WORK TO BE COMPLETED: Among the records that follow, find the line with "box: [0, 314, 44, 373]" and the line with "positive clicks: (21, 371) (10, 371)". Set down those lines and all lines between them exactly, without adding anything.

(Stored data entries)

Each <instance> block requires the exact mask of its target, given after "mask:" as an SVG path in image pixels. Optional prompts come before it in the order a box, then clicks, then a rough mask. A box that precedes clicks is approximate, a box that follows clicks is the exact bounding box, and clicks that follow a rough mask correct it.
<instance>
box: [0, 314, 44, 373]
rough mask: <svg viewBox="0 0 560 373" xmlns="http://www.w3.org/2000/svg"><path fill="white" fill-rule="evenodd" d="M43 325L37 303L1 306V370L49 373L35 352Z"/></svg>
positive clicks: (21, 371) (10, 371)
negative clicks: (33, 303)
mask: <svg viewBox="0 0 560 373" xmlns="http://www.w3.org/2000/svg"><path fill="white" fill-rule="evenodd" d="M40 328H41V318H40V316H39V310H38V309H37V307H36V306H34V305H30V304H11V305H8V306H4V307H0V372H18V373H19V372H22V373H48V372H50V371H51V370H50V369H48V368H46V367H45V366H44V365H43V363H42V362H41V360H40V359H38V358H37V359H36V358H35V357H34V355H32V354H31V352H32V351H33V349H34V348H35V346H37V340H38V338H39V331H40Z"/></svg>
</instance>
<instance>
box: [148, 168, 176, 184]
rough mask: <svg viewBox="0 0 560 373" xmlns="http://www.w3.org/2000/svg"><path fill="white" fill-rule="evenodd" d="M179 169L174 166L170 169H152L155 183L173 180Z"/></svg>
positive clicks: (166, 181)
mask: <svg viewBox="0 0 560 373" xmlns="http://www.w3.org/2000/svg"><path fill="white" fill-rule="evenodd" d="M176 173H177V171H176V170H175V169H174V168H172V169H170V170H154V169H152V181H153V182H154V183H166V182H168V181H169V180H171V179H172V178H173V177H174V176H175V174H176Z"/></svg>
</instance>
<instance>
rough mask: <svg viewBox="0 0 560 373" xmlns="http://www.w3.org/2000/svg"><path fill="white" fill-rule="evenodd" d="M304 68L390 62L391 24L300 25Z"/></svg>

EXERCISE ANSWER:
box: [0, 314, 44, 373]
rough mask: <svg viewBox="0 0 560 373" xmlns="http://www.w3.org/2000/svg"><path fill="white" fill-rule="evenodd" d="M43 325L37 303L1 306V370L49 373L35 352Z"/></svg>
positive clicks: (21, 371) (10, 371)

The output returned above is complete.